Brief. Could you give back the records exactly, taking out the pictures?

Stored records
[Start of Attachment]

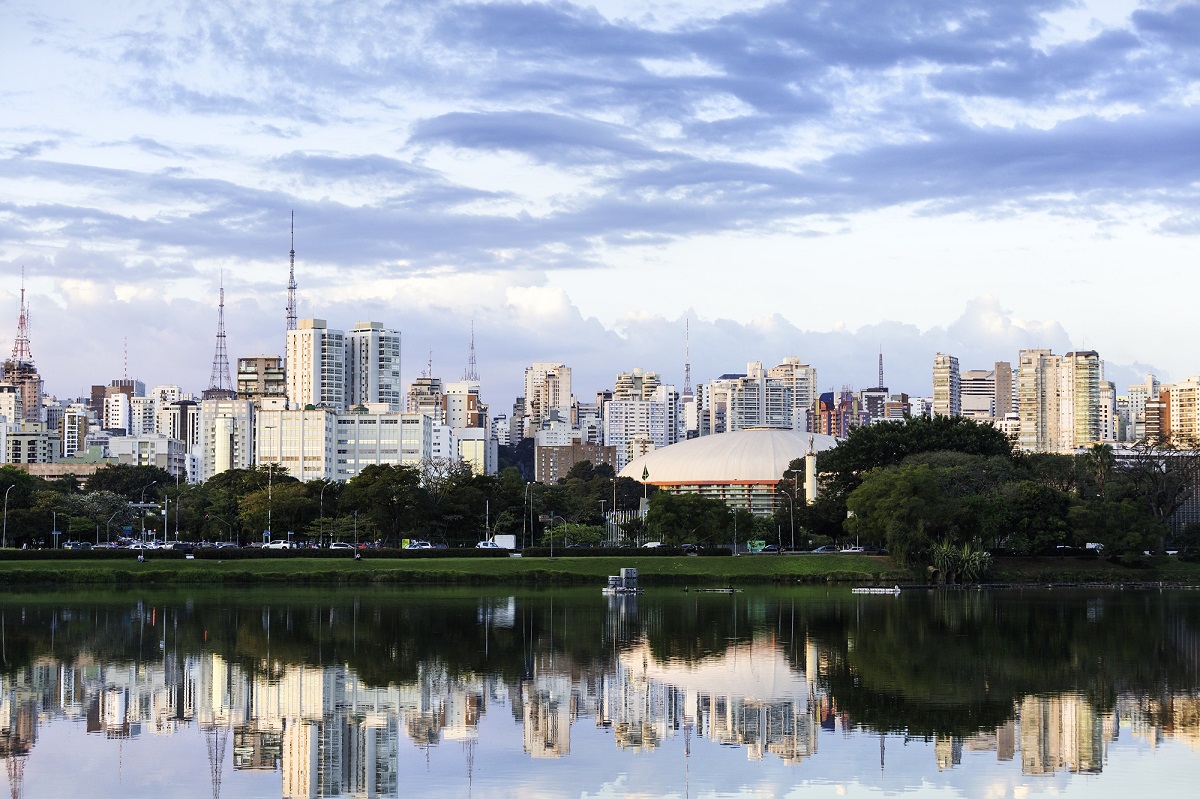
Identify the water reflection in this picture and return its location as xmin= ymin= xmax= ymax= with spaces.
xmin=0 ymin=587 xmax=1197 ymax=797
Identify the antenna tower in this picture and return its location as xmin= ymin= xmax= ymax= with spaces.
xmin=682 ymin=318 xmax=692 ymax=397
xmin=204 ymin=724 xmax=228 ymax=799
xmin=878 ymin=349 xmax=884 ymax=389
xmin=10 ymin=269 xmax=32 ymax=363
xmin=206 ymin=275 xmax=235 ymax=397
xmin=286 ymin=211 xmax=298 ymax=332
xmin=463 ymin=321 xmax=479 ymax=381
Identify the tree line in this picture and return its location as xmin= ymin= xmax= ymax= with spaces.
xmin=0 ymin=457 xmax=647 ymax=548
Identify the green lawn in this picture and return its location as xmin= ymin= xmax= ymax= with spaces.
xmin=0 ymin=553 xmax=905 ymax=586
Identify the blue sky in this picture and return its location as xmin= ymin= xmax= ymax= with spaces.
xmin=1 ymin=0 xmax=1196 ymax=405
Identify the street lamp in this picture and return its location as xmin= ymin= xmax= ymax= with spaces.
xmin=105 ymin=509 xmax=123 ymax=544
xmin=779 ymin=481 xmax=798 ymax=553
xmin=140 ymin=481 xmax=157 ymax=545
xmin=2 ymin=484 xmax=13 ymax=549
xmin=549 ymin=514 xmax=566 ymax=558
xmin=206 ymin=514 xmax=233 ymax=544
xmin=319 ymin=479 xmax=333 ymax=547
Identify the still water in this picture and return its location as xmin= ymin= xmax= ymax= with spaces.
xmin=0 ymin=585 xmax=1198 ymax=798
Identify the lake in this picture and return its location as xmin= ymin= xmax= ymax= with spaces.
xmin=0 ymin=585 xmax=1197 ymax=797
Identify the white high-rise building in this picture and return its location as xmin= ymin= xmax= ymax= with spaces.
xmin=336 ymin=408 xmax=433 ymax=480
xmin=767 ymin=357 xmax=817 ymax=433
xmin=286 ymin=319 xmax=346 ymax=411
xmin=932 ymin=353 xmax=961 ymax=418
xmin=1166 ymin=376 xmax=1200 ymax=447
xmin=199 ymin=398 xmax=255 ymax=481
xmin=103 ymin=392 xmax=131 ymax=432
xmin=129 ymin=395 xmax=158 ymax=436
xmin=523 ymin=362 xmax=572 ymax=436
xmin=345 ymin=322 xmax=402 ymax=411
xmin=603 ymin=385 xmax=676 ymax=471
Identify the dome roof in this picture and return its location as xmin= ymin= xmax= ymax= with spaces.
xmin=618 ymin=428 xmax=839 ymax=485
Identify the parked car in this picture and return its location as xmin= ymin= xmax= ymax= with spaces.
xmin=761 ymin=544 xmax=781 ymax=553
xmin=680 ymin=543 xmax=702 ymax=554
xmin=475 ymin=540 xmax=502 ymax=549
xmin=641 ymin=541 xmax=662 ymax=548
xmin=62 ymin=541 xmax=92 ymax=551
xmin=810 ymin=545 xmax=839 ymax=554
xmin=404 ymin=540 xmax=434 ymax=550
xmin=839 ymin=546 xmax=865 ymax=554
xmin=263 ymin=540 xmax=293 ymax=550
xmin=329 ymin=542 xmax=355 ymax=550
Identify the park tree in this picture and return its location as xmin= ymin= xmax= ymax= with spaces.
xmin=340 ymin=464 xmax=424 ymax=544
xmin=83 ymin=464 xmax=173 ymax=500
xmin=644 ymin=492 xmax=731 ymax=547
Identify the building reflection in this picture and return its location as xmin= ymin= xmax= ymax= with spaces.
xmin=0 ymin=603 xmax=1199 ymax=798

[End of Attachment]

Task solution.
Identify the water reflection in this picture and return its location as xmin= ymin= xmax= ymax= with spaces.
xmin=0 ymin=587 xmax=1197 ymax=797
Identify the antenna tower in this picture and return its location as xmin= ymin= xmax= ymax= with spaces.
xmin=682 ymin=318 xmax=692 ymax=397
xmin=204 ymin=724 xmax=228 ymax=799
xmin=878 ymin=349 xmax=884 ymax=389
xmin=10 ymin=269 xmax=32 ymax=363
xmin=206 ymin=275 xmax=235 ymax=397
xmin=286 ymin=211 xmax=298 ymax=332
xmin=463 ymin=321 xmax=479 ymax=381
Identify the tree line in this picture and return its location as xmin= ymin= xmax= ymax= with spaces.
xmin=0 ymin=457 xmax=647 ymax=548
Identify the green lawn in this picture and return its location as xmin= ymin= xmax= ymax= with spaces.
xmin=0 ymin=553 xmax=905 ymax=586
Identify the blue sky in this picture and return its location as xmin= ymin= xmax= ymax= with spaces.
xmin=1 ymin=0 xmax=1196 ymax=405
Identify the street lamp in this picture and return its location as xmin= ymin= xmax= ymax= with spaces.
xmin=105 ymin=509 xmax=123 ymax=544
xmin=779 ymin=481 xmax=798 ymax=553
xmin=140 ymin=481 xmax=157 ymax=545
xmin=2 ymin=484 xmax=13 ymax=549
xmin=549 ymin=514 xmax=566 ymax=558
xmin=206 ymin=514 xmax=233 ymax=544
xmin=319 ymin=479 xmax=333 ymax=547
Identify the still water in this picture and return its location as xmin= ymin= xmax= ymax= with spaces.
xmin=0 ymin=585 xmax=1198 ymax=798
Identify the lake in this picture and return its location as xmin= ymin= xmax= ymax= with spaces.
xmin=0 ymin=585 xmax=1197 ymax=797
Identify the white high-rise building in this picture and return its location as xmin= ymin= xmax= ymax= with spaces.
xmin=336 ymin=408 xmax=433 ymax=480
xmin=767 ymin=357 xmax=817 ymax=433
xmin=286 ymin=319 xmax=346 ymax=411
xmin=932 ymin=353 xmax=961 ymax=418
xmin=1166 ymin=376 xmax=1200 ymax=447
xmin=199 ymin=398 xmax=255 ymax=481
xmin=103 ymin=392 xmax=131 ymax=432
xmin=129 ymin=395 xmax=158 ymax=436
xmin=523 ymin=362 xmax=572 ymax=436
xmin=345 ymin=322 xmax=402 ymax=411
xmin=603 ymin=385 xmax=676 ymax=471
Identify the dome roof in this picture and return its location as xmin= ymin= xmax= ymax= with spaces.
xmin=618 ymin=428 xmax=839 ymax=485
Identify the parked car in this picture and return its location as xmin= ymin= xmax= ymax= with spaces.
xmin=761 ymin=544 xmax=781 ymax=553
xmin=680 ymin=543 xmax=702 ymax=554
xmin=475 ymin=540 xmax=502 ymax=549
xmin=641 ymin=541 xmax=662 ymax=548
xmin=62 ymin=541 xmax=92 ymax=551
xmin=810 ymin=545 xmax=839 ymax=554
xmin=404 ymin=540 xmax=434 ymax=550
xmin=839 ymin=546 xmax=865 ymax=554
xmin=263 ymin=540 xmax=293 ymax=550
xmin=329 ymin=542 xmax=355 ymax=550
Identify the park tree in this picture and return its location as xmin= ymin= xmax= ymax= with spaces.
xmin=340 ymin=464 xmax=424 ymax=544
xmin=83 ymin=464 xmax=173 ymax=500
xmin=644 ymin=492 xmax=731 ymax=547
Identify the building reflection in this picture and return its location as xmin= ymin= xmax= ymax= with spaces.
xmin=0 ymin=603 xmax=1199 ymax=798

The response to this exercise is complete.